_Exercices proposés:_
1. Résumez l'extrait sur le livre numérique en bibliothèque en deux phrases.
2. Indiquez si chacune des affirmations suivantes concorde avec l'extrait sur le livre numérique en bibliothèque, en répondant par oui ou non et en citant les mots décisifs de l'extrait : (a) EBLIDA représente les bibliothèques au niveau européen ; (b) selon les éditeurs, l'épuisement des droits s'applique au prêt numérique ; (c) la déclaration vise à interpeller le Parlement européen.

_Extrait:_

►

Légalisation du partage et livre numérique en bibliothèque : même combat ?
:: S.I.Lex :: - calimaq, 26/08/2013
A priori, la question de la légalisation du partage et celle du livre numérique en bibliothèque peuvent paraître assez éloignées, même si elles concernent toutes les deux l’accès à la culture et à la connaissance. Néanmoins, l’association EBLIDA, représentant les bibliothèques et les centres de documentation au niveau européen, a publié cet été une déclaration relative au livre numérique en bibliothèque qui jette un pont intéressant avec la question du partage.
Intitulé "The Right To E-Read", ce texte s’inscrit dans le cadre d’une campagne lancée depuis l’an dernier par Eblida pour défendre l’accès aux livres numériques dans les bibliothèques publiques en Europe. L’originalité de cette prise de position, destinée à interpeller la Commission européenne, réside dans le fait qu’elle invoque le mécanisme juridique de l’épuisement des droits, comme un fondement possible et souhaitable pour la mise à disposition de livres numériques en bibliothèque. Or c’est sur ce point qu’il y a rapprochement possible avec la question de la légalisation des échanges non-marchands. La Quadrature du Net propose en effet de recourir à l’épuisement des droits pour consacrer la possibilité pour les individus d’échanger des fichiers correspondant à des oeuvres protégées sans but de profit.
Que ce soit aux Etats-Unis ou en Europe, la question du "prêt numérique" en bibliothèque se pose depuis plusieurs années, mais c’est à mon sens la première fois que je vois des représentants des bibliothèques en Europe se tourner vers l’épuisement des droits pour défendre leur position. Il me semble que cette stratégie adoptée par Eblida est intéressante, justement par le rapprochement qu’elle permet avec la question de la légalisation du partage.
Pour un droit de lire en numérique en bibliothèque
Pour comprendre exactement de quoi il retourne, je traduis ci-dessous la seconde partie de la déclaration "The Right To E-Read", qui aborde directement le sujet de l’épuisement des droits :
- En raison de l’épuisement du droit de distribution après la première vente, une bibliothèque publique est en mesure d’acheter une oeuvre publiée, comme un livre, chez un libraire et d’utiliser des exemplaires pour les prêter à ses usagers. Cela n’interfère pas avec les droits de l’auteur (ou d’autres titulaires de droits). La bibliothèque peut alors en conséquence décider en accord avec sa politique documentaire quels livres elle souhaite acquérir et prêter.
- D’après leur interprétation du droit d’auteur, les éditeurs affirment que le prêt numérique est un service auquel le principe de l’épuisement des droits ne s’applique pas. Ils pensent que les titulaires de droits sont libres de décider s’ils veulent donner accès à une oeuvre spécifique et selon quelles conditions. Si cette interprétation s’imposait, cela signifierait que ce serait les éditeurs, et plus les bibliothécaires, qui décideraient quelles doivent être les collections numériques dans les bibliothèques.

◄

_Données fournies:_
►

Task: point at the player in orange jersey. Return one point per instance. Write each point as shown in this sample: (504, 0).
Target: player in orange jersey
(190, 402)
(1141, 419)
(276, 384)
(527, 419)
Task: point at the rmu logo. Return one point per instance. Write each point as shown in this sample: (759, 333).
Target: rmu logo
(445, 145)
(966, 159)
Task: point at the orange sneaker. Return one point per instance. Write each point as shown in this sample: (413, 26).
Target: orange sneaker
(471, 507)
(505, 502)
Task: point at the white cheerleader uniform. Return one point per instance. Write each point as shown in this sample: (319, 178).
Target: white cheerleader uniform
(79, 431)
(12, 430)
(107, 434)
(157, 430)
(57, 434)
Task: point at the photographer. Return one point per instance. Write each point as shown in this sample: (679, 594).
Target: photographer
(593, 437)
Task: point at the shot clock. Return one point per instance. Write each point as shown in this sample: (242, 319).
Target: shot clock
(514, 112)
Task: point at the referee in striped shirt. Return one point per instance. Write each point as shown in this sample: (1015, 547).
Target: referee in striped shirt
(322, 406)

◄
►

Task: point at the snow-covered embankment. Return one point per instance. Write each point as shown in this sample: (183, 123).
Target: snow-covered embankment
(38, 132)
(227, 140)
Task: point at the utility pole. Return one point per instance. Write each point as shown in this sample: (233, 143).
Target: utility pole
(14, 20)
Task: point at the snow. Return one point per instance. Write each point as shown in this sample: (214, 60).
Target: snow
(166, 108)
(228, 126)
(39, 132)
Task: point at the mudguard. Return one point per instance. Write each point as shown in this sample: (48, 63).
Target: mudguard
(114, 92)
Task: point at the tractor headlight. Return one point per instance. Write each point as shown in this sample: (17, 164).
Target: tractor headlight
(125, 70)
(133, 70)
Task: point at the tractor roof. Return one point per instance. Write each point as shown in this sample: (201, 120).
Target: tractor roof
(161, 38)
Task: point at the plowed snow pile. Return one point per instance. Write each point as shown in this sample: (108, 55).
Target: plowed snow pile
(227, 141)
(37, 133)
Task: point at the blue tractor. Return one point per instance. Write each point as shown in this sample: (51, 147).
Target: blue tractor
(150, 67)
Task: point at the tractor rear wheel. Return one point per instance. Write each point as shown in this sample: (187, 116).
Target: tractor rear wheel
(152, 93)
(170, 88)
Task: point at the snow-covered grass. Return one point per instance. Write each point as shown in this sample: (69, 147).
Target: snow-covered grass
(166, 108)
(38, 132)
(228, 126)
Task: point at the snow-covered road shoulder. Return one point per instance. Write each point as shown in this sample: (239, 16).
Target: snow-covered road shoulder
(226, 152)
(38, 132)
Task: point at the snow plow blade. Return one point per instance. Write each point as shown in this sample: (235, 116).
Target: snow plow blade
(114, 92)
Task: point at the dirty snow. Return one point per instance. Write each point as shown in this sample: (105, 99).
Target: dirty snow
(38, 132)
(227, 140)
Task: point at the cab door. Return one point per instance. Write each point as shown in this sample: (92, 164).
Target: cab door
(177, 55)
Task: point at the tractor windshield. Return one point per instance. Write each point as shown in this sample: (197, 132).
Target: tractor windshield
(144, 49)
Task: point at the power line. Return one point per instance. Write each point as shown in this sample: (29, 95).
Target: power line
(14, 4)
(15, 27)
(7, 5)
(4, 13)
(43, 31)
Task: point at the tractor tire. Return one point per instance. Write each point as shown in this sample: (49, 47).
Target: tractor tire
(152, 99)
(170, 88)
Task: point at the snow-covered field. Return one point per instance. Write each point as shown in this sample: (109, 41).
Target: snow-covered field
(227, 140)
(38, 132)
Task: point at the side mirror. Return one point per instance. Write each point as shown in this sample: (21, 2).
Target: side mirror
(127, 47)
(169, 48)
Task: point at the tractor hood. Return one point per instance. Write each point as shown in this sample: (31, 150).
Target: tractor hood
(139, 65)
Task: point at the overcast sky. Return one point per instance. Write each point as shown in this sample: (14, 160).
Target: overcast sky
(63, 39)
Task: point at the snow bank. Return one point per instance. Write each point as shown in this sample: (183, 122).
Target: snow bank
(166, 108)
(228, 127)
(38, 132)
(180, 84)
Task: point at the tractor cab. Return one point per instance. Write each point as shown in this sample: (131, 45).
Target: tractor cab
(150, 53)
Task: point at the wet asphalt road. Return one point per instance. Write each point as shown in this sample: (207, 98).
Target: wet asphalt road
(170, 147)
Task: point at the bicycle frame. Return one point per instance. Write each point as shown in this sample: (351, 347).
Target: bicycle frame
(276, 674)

◄

_Réponses par exercice:_
1. L'association EBLIDA a publié une déclaration intitulée "The Right To E-Read", qui invoque l'épuisement des droits comme fondement possible de la mise à disposition de livres numériques en bibliothèque, mécanisme auquel La Quadrature du Net propose aussi de recourir pour les échanges de fichiers sans but de profit. Cette déclaration rappelle que l'épuisement des droits permet aux bibliothèques d'acheter et de prêter des livres, alors que les éditeurs estiment que ce principe ne s'applique pas au prêt numérique, ce qui leur laisserait le choix des collections numériques.

2.
(a) Oui : « représentant les bibliothèques et les centres de documentation au niveau européen ».
(b) Non : « les éditeurs affirment que le prêt numérique est un service auquel le principe de l’épuisement des droits ne s’applique pas ».
(c) Non : « destinée à interpeller la Commission européenne ».